[EXERCISE INPUT — start]
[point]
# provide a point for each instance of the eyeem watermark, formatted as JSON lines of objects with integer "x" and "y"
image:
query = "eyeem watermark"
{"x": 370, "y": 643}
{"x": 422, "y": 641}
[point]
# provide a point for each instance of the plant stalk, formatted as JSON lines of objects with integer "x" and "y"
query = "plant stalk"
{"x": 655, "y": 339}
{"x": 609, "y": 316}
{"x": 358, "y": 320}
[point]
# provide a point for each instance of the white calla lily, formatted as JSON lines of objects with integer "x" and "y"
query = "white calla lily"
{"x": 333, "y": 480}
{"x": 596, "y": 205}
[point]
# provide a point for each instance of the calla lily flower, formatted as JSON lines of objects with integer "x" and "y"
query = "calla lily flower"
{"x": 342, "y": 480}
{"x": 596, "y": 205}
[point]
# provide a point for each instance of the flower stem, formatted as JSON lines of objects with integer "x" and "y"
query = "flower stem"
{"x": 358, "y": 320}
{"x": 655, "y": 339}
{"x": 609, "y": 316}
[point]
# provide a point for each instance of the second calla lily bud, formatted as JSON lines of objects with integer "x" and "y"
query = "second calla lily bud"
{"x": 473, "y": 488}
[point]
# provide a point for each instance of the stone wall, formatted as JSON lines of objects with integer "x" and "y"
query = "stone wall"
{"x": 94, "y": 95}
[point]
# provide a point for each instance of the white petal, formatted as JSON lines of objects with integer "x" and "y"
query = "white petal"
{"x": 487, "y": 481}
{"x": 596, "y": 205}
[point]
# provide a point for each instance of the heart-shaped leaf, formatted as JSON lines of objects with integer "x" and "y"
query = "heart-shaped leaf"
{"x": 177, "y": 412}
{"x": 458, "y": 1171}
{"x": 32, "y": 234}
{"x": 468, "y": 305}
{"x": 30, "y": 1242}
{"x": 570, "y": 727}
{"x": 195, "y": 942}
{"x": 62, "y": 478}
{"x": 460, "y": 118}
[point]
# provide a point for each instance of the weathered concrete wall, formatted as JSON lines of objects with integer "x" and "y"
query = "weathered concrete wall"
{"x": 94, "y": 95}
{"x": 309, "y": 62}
[EXERCISE INPUT — finish]
WHAT IS NEEDED: A faithful, word-for-word transcript of the material above is the required answer.

EXERCISE OUTPUT:
[point]
# provide a point for each instance of the eyeem watermark, formatted as JSON lines of objects with integer "x" and "y"
image:
query = "eyeem watermark"
{"x": 370, "y": 643}
{"x": 422, "y": 641}
[point]
# provide a point for each instance of the plant stalk, formatted as JSON lines of objects with integer "x" and "y"
query = "plant stalk"
{"x": 655, "y": 339}
{"x": 609, "y": 316}
{"x": 358, "y": 320}
[point]
# provide a point for each instance of the white calla lily, formatted as JSON lines of objects with integer "x" and "y"
query = "white calla lily"
{"x": 333, "y": 480}
{"x": 596, "y": 205}
[point]
# provide a point for each instance of the calla lily flower, formatted as JSON lines of objects with integer "x" and "y"
query = "calla lily flower"
{"x": 342, "y": 480}
{"x": 596, "y": 205}
[point]
# provide a point for each instance of the flower stem, formatted as JSON lines of objects with integer "x" and "y"
query = "flower stem"
{"x": 358, "y": 320}
{"x": 655, "y": 339}
{"x": 609, "y": 316}
[point]
# provide a point for each instance of the second calla lily bud, formatted as JSON lines of objects with integer "x" and "y"
query = "second calla lily bud"
{"x": 473, "y": 488}
[point]
# provide a point for each instance of the stone wall, formatted as JSON lines of objects with integer "x" and "y"
query = "stone wall"
{"x": 94, "y": 95}
[point]
# provide a point for each instance of the white petal, formatted as JSON lines of objects with integer "x" and "y"
query = "white petal"
{"x": 487, "y": 481}
{"x": 596, "y": 205}
[point]
# provide a point for each instance of the heart-shaped leaf, formatted as JSON lines of objects with integer "x" and "y"
query = "heart-shaped leaf"
{"x": 177, "y": 412}
{"x": 458, "y": 1171}
{"x": 32, "y": 234}
{"x": 468, "y": 305}
{"x": 30, "y": 1242}
{"x": 570, "y": 727}
{"x": 195, "y": 942}
{"x": 62, "y": 478}
{"x": 460, "y": 118}
[point]
# provide a point for each instance of the weathered concrete wall, formatted as JSON lines of objects with integer "x" and "y"
query = "weathered concrete wall"
{"x": 94, "y": 95}
{"x": 309, "y": 62}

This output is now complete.